- Material supplied
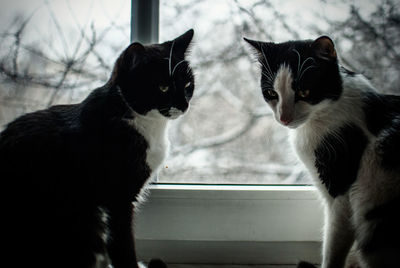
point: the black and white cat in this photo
(348, 137)
(72, 173)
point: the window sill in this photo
(230, 224)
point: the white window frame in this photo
(223, 224)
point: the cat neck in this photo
(348, 109)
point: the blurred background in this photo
(54, 52)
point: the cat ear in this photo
(253, 43)
(182, 42)
(128, 59)
(324, 48)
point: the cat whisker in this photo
(302, 65)
(266, 75)
(170, 58)
(266, 61)
(301, 75)
(299, 59)
(173, 71)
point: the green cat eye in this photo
(164, 88)
(303, 93)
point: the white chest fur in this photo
(153, 127)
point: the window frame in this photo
(223, 224)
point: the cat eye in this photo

- What is asked
Express every line of the records above as a Markdown table with the columns "Row" and "Line", numbering the rows and leaving out blank lines. Leave the pictures out of the answer.

- Output
| Row | Line |
|---|---|
| 1 | point: the black and white cat in this photo |
| 2 | (348, 137) |
| 3 | (72, 173) |
| 4 | point: the window sill in this photo |
| 5 | (230, 224) |
| 6 | point: the white window frame in this photo |
| 7 | (223, 224) |
| 8 | point: the cat neck in this photo |
| 9 | (348, 109) |
| 10 | point: the blurred background in this photo |
| 11 | (54, 52) |
| 12 | point: the cat ear in this photo |
| 13 | (253, 43) |
| 14 | (182, 42) |
| 15 | (128, 59) |
| 16 | (324, 48) |
| 17 | point: the cat whisker in this photo |
| 18 | (302, 65) |
| 19 | (266, 75) |
| 20 | (170, 58) |
| 21 | (266, 61) |
| 22 | (301, 75) |
| 23 | (299, 59) |
| 24 | (173, 71) |
| 25 | point: the green cat eye in this photo |
| 26 | (164, 88) |
| 27 | (303, 93) |
| 28 | point: the white chest fur in this photo |
| 29 | (153, 127) |
| 30 | point: the window frame in this photo |
| 31 | (223, 224) |
| 32 | point: the cat eye in this photo |